▶ [PAGE TEXT]:

# palladium yellow fluffy powder precipitated with dimethyl g



## arthur kierski (Apr 22, 2011)

how one should treat the palladium dymethil glioxime to obtain the black palladium powder?
thanks

Arthur


----------



## Lou (Apr 22, 2011)

Heat it in a porcelain dish.


----------



## Sucho (Apr 22, 2011)

Arthur.

it is written in previous thread named "palladium and silver chloride" in freechemists post.


----------



## wollie12 (May 3, 2011)

I use Sodium Hypocloride and it precipitate a yellow orange fluffy powder, and then incenerate it and weight 15 g but after melting it to a button it only weight 3g 
Is that normal ?


----------



## skippy (May 3, 2011)

I think it takes two molecules of DMG to form the complex with one palladium, and a quick glance at the molar mass of DMG and atomic weight of Pd suggest that you would expect approximately 1:3 palladium:complex ratio. I imagine that your material contained some moisture still before decomposition so you're in the ballpark, so to speak.


----------



## wollie12 (May 9, 2011)

Thanx Skippy
I noticed that the more Orange powder I have, the more flux like resedue is left in the crucible but only a small button of palladium melted.
If I take the flux like resedue and crush it and pan it out i find verry small palladium in my gold pan.
Is there any way I can reduce the orange powder to a smaller volume to avoid the heavy flux residue.
I do have about 500g (dry)of this orange powder and do not want to loose any paladium.


----------



## skippy (May 9, 2011)

I don't think DMG-palladium complex, if pure, should leave any flux like material. Maybe the orange powder should be washed?


----------



## wollie12 (May 10, 2011)

If I wash the powder, will it reduce the orange powder?
Do you think I must refine it again because the button I melted is slightly darker than the Palladium I get from the refinery.(I use assetelene and oxygen) I think the palladium oxidise.

▶ [EXERCISE TASK 1]:
According to the thread, what did Lou say to do with the palladium dimethylglyoxime?

Extracted data entries
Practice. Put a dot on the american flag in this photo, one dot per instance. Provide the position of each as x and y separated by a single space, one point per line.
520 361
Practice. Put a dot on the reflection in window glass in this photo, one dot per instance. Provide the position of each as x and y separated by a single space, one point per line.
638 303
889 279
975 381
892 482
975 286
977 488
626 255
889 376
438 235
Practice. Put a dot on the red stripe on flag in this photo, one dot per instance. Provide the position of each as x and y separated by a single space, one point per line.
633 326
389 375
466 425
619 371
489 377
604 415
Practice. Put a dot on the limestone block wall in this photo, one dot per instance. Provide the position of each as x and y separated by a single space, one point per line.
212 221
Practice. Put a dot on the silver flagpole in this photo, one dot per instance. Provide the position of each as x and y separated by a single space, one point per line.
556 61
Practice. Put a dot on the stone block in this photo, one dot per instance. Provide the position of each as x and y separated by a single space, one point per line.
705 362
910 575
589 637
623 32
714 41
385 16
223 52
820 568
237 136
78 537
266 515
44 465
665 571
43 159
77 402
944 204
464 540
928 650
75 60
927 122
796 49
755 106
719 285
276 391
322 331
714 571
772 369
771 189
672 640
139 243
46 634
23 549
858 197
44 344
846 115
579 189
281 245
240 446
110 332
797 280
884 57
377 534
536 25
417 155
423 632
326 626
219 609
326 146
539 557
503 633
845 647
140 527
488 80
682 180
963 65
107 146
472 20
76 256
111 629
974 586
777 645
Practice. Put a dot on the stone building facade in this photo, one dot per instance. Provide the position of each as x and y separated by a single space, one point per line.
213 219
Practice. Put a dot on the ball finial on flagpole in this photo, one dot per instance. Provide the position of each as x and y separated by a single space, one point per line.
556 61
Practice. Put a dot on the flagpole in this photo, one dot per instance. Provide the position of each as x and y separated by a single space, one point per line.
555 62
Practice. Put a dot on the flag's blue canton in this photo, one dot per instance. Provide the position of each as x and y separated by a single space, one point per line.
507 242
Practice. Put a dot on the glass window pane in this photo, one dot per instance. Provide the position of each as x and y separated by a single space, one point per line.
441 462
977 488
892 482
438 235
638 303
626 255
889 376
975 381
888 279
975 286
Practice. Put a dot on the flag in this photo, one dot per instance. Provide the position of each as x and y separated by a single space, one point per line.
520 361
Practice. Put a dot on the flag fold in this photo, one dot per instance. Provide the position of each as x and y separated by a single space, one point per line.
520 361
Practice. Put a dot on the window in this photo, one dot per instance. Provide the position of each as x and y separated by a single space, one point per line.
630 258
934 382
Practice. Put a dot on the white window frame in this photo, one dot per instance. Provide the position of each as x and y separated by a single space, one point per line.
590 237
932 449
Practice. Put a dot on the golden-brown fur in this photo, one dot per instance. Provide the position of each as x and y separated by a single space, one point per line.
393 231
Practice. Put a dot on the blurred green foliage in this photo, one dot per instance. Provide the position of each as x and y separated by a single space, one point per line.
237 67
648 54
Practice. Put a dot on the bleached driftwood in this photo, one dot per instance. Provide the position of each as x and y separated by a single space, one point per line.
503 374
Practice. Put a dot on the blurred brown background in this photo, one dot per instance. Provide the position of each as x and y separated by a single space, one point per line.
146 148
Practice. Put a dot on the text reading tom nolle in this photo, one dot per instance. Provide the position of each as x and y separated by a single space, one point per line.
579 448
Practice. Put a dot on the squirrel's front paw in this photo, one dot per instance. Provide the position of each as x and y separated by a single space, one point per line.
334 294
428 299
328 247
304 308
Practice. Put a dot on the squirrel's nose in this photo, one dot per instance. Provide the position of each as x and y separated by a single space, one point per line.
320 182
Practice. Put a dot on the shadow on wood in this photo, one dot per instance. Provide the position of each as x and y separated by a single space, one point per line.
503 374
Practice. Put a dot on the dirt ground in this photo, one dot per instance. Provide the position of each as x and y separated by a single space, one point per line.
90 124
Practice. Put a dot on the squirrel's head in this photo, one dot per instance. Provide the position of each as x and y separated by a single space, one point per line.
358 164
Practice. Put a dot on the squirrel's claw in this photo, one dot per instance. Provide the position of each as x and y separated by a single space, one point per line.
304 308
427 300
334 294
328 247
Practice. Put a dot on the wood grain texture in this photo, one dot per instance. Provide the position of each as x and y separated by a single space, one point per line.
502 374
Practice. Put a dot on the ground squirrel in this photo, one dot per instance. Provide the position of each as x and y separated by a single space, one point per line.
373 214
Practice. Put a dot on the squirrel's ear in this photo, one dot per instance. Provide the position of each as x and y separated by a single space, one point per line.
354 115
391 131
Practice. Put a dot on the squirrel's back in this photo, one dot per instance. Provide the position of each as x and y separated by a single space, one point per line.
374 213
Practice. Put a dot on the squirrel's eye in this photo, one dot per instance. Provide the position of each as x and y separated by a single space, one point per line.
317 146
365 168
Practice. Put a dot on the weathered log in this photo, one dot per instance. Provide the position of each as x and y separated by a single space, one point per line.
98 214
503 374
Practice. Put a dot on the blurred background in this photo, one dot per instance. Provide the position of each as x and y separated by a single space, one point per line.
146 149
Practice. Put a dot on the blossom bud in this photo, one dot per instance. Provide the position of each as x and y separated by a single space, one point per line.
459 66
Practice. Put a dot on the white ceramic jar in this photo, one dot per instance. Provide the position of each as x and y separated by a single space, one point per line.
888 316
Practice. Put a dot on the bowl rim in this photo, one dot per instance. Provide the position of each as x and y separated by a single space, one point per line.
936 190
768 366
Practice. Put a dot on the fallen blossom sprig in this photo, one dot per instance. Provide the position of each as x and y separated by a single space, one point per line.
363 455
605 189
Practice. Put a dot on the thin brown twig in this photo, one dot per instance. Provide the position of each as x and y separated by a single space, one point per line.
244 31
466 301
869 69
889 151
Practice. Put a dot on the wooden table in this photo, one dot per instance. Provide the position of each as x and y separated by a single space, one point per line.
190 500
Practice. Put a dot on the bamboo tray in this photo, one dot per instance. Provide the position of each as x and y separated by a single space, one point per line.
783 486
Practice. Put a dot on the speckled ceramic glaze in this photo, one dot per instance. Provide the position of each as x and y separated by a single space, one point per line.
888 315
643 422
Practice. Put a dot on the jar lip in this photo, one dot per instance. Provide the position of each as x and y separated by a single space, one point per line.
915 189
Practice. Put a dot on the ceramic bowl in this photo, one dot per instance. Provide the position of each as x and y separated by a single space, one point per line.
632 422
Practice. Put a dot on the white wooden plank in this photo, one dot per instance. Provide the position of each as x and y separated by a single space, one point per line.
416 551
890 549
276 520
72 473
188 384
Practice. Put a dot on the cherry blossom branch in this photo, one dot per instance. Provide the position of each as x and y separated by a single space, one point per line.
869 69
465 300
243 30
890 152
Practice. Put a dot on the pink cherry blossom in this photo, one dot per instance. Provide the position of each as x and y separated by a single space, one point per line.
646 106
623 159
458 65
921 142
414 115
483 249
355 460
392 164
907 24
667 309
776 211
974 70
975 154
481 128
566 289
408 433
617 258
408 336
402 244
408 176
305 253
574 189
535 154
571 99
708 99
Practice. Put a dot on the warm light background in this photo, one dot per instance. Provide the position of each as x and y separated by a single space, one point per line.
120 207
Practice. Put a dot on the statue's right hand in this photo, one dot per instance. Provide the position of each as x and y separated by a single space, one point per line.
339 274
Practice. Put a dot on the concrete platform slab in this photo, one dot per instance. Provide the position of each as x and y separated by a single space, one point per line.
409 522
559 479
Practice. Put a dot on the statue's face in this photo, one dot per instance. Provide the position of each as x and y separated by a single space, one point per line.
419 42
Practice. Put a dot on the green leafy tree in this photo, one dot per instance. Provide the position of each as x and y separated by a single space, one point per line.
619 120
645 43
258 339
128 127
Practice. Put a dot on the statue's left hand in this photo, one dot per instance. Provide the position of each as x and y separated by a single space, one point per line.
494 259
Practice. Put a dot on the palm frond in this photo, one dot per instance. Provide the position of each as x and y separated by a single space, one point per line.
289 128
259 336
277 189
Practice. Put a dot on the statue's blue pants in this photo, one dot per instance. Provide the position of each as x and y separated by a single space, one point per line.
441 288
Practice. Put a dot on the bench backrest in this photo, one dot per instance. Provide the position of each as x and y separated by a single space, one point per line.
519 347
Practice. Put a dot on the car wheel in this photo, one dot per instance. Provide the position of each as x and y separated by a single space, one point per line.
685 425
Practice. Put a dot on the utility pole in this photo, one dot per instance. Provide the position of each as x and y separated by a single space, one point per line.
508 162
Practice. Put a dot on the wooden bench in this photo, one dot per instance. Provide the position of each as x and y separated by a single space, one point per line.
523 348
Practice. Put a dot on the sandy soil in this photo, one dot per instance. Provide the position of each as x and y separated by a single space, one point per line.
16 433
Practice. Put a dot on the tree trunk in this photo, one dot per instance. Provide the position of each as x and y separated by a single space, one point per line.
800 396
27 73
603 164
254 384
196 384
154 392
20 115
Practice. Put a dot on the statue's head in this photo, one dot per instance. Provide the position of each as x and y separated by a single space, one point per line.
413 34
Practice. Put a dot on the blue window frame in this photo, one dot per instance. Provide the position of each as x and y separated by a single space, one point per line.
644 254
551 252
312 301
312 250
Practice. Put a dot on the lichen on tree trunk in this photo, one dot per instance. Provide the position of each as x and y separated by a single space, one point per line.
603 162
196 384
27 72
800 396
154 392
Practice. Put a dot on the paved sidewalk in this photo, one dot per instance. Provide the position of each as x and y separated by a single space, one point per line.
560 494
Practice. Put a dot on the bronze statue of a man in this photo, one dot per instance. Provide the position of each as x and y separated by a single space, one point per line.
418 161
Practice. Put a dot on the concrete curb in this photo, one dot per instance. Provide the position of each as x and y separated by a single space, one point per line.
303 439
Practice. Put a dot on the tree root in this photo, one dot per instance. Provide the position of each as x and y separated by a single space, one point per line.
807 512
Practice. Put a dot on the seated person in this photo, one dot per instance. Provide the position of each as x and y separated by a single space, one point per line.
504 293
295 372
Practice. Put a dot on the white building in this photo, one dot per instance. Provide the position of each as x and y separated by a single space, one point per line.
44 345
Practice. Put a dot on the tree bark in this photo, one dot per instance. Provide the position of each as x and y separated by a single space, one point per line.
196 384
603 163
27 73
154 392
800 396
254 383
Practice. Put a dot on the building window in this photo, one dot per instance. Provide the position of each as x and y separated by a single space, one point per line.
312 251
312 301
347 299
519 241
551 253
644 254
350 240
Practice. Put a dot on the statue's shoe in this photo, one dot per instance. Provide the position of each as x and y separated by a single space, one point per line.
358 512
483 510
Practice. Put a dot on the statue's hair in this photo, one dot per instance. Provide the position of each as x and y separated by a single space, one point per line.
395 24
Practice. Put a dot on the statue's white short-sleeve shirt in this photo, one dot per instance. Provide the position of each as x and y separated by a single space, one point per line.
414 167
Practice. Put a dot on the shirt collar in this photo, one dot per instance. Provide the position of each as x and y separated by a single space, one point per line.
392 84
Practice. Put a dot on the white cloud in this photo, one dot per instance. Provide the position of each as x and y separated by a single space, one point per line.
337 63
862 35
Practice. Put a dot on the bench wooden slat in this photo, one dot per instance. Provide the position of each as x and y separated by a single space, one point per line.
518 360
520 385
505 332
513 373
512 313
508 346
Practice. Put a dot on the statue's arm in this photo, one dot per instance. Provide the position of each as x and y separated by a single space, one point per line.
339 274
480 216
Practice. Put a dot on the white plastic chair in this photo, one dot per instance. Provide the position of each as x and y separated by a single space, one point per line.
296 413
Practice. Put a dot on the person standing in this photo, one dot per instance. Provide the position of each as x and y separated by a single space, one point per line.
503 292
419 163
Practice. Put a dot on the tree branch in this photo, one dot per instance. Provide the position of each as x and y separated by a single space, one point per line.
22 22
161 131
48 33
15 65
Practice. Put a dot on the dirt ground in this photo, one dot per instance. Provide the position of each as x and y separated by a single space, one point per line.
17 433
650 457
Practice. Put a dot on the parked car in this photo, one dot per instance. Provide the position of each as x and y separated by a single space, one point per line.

▶ [EXERCISE TASK 2]:
Select every line of the entries that contains the word "seated", matching case exactly.

▶ [TASK RESPONSE 1]:
Heat it in a porcelain dish.

▶ [TASK RESPONSE 2]:
Practice. Put a dot on the seated person in this photo, one dot per instance. Provide the position of each as x and y separated by a single space, one point per line.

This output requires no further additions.